## DIRECTIONS FOR THIS TASK
Of the lines in the data below, write out exactly those from the one holding "Provide the precise" through the one holding "box: [102, 309, 189, 338]", both included.

## DATA RECORDS

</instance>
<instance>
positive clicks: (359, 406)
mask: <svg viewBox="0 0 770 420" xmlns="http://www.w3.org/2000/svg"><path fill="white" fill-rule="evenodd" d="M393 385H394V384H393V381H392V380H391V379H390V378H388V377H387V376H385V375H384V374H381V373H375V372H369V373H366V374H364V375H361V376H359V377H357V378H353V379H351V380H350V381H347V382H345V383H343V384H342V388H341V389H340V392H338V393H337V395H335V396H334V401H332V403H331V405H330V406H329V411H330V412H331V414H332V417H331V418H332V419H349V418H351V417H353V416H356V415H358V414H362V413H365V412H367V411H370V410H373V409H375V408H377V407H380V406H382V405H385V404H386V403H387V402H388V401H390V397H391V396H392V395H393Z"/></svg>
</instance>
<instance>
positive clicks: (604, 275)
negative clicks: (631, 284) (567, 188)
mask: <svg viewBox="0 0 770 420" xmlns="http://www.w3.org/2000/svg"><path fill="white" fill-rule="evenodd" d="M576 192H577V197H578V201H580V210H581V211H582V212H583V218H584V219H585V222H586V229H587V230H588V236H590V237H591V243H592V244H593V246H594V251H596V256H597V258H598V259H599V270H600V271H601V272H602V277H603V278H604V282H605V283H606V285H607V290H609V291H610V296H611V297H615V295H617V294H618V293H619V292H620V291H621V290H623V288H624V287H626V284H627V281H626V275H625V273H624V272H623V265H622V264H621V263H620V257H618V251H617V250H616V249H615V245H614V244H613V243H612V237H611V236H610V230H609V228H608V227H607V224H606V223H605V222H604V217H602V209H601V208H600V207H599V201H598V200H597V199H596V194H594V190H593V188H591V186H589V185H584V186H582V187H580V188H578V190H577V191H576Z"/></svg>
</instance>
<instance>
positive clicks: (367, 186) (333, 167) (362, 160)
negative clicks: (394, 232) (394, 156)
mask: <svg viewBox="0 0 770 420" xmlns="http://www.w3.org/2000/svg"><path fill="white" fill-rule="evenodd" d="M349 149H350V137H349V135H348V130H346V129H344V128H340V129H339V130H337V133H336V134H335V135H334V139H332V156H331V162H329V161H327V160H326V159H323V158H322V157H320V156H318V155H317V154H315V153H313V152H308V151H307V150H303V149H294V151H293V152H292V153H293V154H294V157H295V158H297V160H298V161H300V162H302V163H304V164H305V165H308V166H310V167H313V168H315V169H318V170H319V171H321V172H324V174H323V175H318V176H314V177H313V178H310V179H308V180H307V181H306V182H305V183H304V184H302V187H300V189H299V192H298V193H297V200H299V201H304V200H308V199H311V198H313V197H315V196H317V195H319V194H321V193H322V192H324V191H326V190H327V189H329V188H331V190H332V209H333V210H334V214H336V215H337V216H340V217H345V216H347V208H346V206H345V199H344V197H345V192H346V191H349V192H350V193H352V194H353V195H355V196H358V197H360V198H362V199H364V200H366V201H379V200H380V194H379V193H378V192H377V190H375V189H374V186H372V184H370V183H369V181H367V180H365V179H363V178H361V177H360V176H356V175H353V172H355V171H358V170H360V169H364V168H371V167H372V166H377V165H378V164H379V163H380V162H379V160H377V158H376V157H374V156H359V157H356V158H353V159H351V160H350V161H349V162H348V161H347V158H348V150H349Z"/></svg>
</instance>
...
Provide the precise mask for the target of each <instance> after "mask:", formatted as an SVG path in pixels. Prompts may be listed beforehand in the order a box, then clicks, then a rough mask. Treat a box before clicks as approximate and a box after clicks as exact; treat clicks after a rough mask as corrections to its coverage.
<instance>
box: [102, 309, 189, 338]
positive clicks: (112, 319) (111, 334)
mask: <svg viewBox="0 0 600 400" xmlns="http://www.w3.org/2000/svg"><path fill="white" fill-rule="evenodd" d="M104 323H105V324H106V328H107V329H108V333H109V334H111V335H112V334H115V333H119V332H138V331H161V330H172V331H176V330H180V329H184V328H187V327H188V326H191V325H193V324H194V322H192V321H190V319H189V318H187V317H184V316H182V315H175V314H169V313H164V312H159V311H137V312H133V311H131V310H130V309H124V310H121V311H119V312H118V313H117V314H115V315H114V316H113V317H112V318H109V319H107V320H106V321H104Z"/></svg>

## SOLUTION FOR THIS EXERCISE
Provide the precise mask for the target of each <instance> after "mask:", formatted as an SVG path in pixels. Prompts may be listed beforehand in the order a box, then clicks, then a rough mask. Treat a box before clicks as approximate and a box after clicks as exact; treat clicks after a rough mask as corrections to its coverage.
<instance>
box: [102, 309, 189, 338]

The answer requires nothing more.